__TEXT UNDER STUDY__.

· · · · · · ·

Avery Island reminds me of a walk on a boardwalk, a carnival of horrors and delights

Aeroplane is about the horrible things people can do to each other and the ways the innocent live on

It’s some of the most profound and earnest storytelling you’ll find in all of music
 
I was late to the NMH party by a lot, and I still haven’t listened to Avery Island. Maybe I’ll do that today. But Aeroplane is a masterpiece. It reminds me a lot of Astral Weeks, I can’t listen it without feeling like the artist has gone somewhere the rest of us cannot go and brought back something perfect and singularly unique.
 
I was thinking about doing the exact same thing.

That style probably isn't my favorite (although tbh how to define it / who falls into it, I'm assuming stuff like Bill Callahan and Mountain Goats), but Aeroplane is still one of my favorite albums.

Knowing myself, I'll prob end up just listening to Aeroplane a bunch of times and never getting to Avery Island.
 
Avery is weird, but beautiful, give it a chance.

“All I perceive is wasted and broken
Silvery streams, sacred when spoken
Slam into me and into the ditch of debris…”

“No quarter phone booth calls to home,
Just late night television, inside my bedroom all alone…”

“I swear I have nothing to prove, I just want to dance in your tangles so give me some reason to move…”
 
I would definitely say I like Zeppelin and some of their songs are ones I "casually" love and randomly get stuck in my and randomly sing: Whole Lotta Love, Rock and Roll, Ramble On, Trampled Underfoot, Immigrant Song, etc. WLL is probably the riff I play the most if I'm mindlessly noodling on guitar, either that or Tweezer. (honorable mention is "In Context" by Field Music who I'm pretty sure blomqvist taught me about on these here boards).

· · · · · · ·

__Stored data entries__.

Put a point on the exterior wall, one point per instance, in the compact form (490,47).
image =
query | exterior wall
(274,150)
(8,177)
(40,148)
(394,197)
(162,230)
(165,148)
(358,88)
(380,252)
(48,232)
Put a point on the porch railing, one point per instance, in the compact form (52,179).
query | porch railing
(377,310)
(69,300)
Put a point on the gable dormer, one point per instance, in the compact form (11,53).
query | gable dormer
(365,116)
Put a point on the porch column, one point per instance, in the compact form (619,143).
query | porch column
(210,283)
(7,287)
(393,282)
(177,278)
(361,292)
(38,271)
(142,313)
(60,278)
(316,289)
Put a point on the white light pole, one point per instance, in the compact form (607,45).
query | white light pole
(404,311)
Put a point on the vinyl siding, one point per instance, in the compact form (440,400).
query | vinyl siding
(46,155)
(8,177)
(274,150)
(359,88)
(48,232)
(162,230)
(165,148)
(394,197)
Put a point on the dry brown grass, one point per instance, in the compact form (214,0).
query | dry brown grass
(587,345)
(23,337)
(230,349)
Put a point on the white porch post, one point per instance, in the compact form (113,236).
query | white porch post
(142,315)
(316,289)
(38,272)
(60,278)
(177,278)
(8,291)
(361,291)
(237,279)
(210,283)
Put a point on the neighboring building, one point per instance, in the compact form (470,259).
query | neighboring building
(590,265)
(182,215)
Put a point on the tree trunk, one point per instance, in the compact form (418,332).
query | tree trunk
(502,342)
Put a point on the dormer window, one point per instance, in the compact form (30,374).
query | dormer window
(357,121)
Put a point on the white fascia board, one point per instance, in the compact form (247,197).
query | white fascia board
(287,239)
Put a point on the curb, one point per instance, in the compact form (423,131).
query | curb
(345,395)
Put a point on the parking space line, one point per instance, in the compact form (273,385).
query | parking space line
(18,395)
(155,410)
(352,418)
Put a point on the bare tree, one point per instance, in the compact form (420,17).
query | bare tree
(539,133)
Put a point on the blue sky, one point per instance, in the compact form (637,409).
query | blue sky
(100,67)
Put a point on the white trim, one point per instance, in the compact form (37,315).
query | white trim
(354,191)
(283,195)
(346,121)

· · · · · · ·

__YOUR GOAL__. Continue the music discussion after its final post about Zeppelin.

__OUTPUT BELOW__.
But I've never really gotten attached to them for some reason, this might not be factually correct, but I get the impression that they didn't spend nearly as much time on their songs as some of the bands I really love. E.g. I don't think there's anything Zeppelin did that gets me even close to as excited about as almost any of the songs on Rumours. A friend of mine used to just drink and go into crazy detail talking about the nuances of the musicianship (almost like one of those Rick Beato videos on YouTube), but LZ has never elicited that type of response for me. I do really like the intro to The Song Remains the Same.

I'm curious if I'm crazy or if that is a shared opinion.

I love those Rick Beato videos.
 
I would definitely say I like Zeppelin and some of their songs are ones I "casually" love and randomly get stuck in my and randomly sing: Whole Lotta Love, Rock and Roll, Ramble On, Trampled Underfoot, Immigrant Song, etc. WLL is probably the riff I play the most if I'm mindlessly noodling on guitar, either that or Tweezer. (honorable mention is "In Context" by Field Music who I'm pretty sure blomqvist taught me about on these here boards).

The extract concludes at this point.